=== Begin Enclosure ===

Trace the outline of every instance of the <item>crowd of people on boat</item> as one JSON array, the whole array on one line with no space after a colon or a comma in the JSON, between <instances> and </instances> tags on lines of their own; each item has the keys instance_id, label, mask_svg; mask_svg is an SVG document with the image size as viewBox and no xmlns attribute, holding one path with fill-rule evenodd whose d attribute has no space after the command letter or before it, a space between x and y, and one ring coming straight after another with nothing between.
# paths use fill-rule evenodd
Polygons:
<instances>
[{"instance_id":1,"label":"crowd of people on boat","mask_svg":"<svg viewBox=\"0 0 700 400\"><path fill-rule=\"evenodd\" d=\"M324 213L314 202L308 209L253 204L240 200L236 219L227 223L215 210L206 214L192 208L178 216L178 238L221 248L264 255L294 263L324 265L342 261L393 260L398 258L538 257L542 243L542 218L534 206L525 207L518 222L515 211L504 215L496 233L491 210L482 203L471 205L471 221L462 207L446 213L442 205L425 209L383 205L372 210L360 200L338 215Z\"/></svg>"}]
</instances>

=== End Enclosure ===

_Directions for this task_
The response should consist of all the entries, transcribed exactly.

_Result below_
Trace the outline of every instance of the <item>crowd of people on boat</item> as one JSON array, the whole array on one line with no space after a colon or a comma in the JSON, between <instances> and </instances> tags on lines of their own; each item has the keys instance_id, label, mask_svg; mask_svg is an SVG document with the image size as viewBox and no xmlns attribute, holding one path with fill-rule evenodd whose d attribute has no space after the command letter or before it, a space between x and y, and one ring coming straight after another with nothing between.
# paths use fill-rule evenodd
Polygons:
<instances>
[{"instance_id":1,"label":"crowd of people on boat","mask_svg":"<svg viewBox=\"0 0 700 400\"><path fill-rule=\"evenodd\" d=\"M324 213L314 202L308 209L253 204L240 200L236 219L227 223L215 210L206 214L192 208L178 216L178 238L221 248L264 255L294 263L324 265L342 261L393 260L398 258L538 257L542 243L542 218L534 206L525 207L518 222L515 211L504 215L496 233L491 210L482 203L471 205L471 221L462 207L446 213L442 205L425 209L383 205L372 210L360 200L338 215Z\"/></svg>"}]
</instances>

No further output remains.